» GIVEN INSTRUCTION: Decide whether each of these statements agrees with the text on the Louisiana Coastal Protection and Restoration Authority, answering yes or no and quoting the words of the text that decide it: 1. The authority was created by the Louisiana Legislature after Hurricanes Katrina and Rita. 2. The authority is funded by the state alone. 3. The authority predicts that over 1,450 square miles of coastal land could be lost over the next 100 years.

» EXTRACT PROVIDED:
The Louisiana Coastal Protection and Restoration Authority (CPRA) is a governmental authority created by the Louisiana Legislature in the aftermath of Hurricanes Katrina and Rita. The organization takes advantage of both federal and state funding of around $1 billion annually. Since its founding, the organization has dredged over 60 miles of sediment into islands and artificial land, as well as 36,000 acres of marshland. CPRA predicts that over the next 50 years, over 1,450 square miles of land in Louisiana could be lost along coastal areas.

» SOURCE DATA:
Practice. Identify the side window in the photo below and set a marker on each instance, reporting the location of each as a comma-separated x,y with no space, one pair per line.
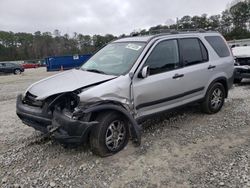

» RESULT FOR THIS TASK:
1. Yes: "created by the Louisiana Legislature in the aftermath of Hurricanes Katrina and Rita"
2. No: "takes advantage of both federal and state funding"
3. No: "over the next 50 years, over 1,450 square miles of land in Louisiana could be lost"